Task to carry out:
Output consists of the line that contains "Where can you see the man's neck?" plus every later line of the material below, each one duplicated exactly.

Data shown:
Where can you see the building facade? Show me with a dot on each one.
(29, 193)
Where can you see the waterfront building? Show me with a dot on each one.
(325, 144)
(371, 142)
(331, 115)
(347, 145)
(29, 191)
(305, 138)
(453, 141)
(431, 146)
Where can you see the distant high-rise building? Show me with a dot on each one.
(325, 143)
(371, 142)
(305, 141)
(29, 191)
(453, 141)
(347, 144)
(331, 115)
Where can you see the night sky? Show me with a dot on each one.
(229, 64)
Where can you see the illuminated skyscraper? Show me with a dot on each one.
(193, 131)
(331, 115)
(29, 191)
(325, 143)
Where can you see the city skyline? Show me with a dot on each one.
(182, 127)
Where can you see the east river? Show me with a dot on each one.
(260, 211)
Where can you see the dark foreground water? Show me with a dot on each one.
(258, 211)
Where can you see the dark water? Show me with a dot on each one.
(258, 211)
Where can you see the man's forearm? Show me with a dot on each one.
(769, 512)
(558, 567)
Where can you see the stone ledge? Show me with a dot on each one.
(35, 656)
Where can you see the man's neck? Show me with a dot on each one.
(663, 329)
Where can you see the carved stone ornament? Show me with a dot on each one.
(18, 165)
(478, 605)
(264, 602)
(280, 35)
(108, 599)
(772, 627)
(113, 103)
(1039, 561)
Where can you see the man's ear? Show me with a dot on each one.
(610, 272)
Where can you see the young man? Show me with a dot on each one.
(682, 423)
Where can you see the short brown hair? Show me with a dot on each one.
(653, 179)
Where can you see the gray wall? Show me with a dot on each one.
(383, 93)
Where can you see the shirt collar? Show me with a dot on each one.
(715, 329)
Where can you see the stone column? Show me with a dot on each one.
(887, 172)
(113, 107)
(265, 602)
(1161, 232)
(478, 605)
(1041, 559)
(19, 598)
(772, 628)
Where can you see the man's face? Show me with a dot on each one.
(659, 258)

Answer for this exercise:
Where can you see the man's neck? Show me with a dot on each one.
(663, 329)
Where can you see the carved stone ornament? Show me with a dot on each one.
(18, 165)
(478, 605)
(264, 602)
(280, 35)
(108, 599)
(772, 627)
(113, 103)
(1039, 561)
Where can you see the man's ear? Show me with a dot on each one.
(610, 272)
Where can you see the young man? Show me with a dot on each one.
(682, 423)
Where can you see the short brown hair? Show me with a dot on each one.
(653, 179)
Where can you see the gray wall? Show me with a dot on each one.
(383, 93)
Where can you see the shirt collar? Show me with a dot on each one.
(715, 329)
Where can you see the stone column? Show me with a dot on each one.
(887, 172)
(113, 107)
(265, 602)
(1161, 232)
(478, 605)
(1041, 559)
(19, 598)
(772, 628)
Where can you see the man's face? Show me with a dot on each one.
(659, 258)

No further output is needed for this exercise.